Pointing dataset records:
↓↓↓

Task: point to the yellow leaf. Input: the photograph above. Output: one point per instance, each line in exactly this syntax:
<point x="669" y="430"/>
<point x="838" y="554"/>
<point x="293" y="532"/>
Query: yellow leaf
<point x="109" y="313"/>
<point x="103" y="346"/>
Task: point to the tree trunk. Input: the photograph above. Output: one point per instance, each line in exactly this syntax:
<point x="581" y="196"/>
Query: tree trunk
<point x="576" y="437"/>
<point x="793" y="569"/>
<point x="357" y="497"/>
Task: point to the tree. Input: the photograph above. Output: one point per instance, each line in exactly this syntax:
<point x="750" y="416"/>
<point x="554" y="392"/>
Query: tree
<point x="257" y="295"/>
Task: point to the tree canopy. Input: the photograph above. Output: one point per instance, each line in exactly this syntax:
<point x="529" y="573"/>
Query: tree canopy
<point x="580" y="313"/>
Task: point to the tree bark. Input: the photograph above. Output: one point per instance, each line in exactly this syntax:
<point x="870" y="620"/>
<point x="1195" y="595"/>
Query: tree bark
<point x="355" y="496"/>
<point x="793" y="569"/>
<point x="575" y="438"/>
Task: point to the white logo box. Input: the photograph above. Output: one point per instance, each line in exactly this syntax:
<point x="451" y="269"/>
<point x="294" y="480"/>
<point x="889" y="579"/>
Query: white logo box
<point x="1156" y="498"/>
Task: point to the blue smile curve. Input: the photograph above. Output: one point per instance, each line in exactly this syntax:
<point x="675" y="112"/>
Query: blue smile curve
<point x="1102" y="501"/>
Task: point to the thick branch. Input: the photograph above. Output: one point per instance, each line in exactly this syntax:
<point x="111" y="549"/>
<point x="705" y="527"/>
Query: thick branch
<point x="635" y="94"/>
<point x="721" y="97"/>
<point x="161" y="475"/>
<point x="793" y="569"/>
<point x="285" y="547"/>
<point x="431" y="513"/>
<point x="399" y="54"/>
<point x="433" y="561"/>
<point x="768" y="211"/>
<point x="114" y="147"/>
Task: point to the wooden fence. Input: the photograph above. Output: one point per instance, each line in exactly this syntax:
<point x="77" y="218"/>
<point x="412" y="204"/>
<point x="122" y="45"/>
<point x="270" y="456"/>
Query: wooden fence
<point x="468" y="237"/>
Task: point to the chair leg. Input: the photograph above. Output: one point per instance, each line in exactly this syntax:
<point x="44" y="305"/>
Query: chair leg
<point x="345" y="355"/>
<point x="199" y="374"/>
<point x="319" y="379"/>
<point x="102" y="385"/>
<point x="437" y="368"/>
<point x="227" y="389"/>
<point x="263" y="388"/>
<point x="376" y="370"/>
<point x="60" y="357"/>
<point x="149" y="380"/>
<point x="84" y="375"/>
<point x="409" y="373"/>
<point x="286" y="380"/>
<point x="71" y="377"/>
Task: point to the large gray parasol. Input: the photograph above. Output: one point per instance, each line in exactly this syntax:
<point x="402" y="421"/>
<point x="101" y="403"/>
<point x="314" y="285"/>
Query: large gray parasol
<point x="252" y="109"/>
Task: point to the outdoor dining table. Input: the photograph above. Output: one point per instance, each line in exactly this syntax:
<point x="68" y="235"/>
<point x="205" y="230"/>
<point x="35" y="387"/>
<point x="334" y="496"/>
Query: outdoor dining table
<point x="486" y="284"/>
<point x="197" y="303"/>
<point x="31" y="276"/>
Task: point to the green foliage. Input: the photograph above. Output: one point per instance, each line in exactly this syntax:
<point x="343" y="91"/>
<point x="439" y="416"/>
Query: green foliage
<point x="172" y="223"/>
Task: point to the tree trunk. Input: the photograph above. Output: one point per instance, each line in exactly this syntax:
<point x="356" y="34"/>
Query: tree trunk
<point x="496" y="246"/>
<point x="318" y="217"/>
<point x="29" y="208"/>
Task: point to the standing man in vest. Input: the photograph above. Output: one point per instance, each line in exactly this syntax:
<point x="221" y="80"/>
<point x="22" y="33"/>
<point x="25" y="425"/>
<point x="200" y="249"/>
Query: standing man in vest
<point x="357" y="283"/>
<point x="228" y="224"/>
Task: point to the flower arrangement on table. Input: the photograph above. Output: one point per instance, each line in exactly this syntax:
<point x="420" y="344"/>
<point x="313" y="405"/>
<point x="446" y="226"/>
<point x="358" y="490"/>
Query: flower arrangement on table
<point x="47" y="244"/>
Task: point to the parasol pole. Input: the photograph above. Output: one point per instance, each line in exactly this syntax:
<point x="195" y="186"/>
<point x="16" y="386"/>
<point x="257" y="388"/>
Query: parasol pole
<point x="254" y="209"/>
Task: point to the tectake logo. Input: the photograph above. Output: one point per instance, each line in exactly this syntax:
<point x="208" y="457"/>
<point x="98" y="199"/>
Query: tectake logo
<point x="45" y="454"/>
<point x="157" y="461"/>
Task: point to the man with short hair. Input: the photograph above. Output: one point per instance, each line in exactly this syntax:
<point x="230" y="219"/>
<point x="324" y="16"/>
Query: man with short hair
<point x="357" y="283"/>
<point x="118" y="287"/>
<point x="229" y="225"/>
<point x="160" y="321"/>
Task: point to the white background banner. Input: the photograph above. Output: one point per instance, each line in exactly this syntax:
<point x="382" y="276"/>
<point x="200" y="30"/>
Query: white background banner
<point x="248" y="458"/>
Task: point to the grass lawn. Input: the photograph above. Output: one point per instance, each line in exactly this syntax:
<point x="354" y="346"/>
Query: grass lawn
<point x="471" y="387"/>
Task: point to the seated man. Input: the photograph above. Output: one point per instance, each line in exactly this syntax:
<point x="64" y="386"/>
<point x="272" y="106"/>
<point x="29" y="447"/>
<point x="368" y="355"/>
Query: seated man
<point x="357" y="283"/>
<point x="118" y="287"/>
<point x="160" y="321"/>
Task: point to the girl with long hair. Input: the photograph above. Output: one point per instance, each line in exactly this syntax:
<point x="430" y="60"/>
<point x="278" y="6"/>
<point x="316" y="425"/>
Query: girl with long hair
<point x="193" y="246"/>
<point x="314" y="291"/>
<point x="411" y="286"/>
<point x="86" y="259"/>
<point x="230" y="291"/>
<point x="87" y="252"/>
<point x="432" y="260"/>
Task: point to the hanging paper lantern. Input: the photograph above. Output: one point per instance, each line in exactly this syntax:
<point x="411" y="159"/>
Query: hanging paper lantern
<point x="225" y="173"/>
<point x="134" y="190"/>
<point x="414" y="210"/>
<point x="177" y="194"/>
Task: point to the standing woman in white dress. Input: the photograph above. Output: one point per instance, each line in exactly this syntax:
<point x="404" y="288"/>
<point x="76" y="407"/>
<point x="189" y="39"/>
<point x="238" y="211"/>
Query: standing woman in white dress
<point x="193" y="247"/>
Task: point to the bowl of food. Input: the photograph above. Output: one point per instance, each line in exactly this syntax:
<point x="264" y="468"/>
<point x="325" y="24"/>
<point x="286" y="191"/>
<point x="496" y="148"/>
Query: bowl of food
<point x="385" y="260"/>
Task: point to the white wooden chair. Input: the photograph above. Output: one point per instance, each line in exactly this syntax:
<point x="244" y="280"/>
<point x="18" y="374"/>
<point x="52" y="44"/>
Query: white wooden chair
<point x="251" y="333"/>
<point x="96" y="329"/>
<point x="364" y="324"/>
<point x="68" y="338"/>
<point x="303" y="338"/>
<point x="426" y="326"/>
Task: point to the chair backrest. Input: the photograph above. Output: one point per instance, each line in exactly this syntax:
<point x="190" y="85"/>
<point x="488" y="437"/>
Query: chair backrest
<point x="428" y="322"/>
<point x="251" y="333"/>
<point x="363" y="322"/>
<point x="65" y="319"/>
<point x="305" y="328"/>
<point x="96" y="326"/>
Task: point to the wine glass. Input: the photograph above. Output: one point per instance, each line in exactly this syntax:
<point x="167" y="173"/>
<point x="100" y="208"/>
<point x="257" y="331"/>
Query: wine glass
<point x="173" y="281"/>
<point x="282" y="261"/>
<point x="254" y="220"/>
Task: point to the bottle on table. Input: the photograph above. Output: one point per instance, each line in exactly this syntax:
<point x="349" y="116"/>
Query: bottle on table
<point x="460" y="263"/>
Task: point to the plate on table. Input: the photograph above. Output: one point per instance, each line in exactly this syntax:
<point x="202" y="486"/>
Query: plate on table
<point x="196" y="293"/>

↑↑↑

What you need to do:
Write out the lines above from the one containing "Task: point to the wine" through the last, exactly as they are.

Answer to the exercise:
Task: point to the wine glass. Input: the photograph above. Output: one point per instance, each line in exactly this syntax:
<point x="167" y="173"/>
<point x="100" y="208"/>
<point x="257" y="331"/>
Query: wine glass
<point x="173" y="281"/>
<point x="282" y="261"/>
<point x="254" y="220"/>
Task: point to the bottle on table. Input: the photograph above. Output: one point per instance, each line in exactly this syntax:
<point x="349" y="116"/>
Query: bottle on table
<point x="460" y="263"/>
Task: point to the plate on table. Input: the photograph above. Output: one point per instance, each line in exactly this syntax:
<point x="202" y="486"/>
Query: plate on table
<point x="196" y="293"/>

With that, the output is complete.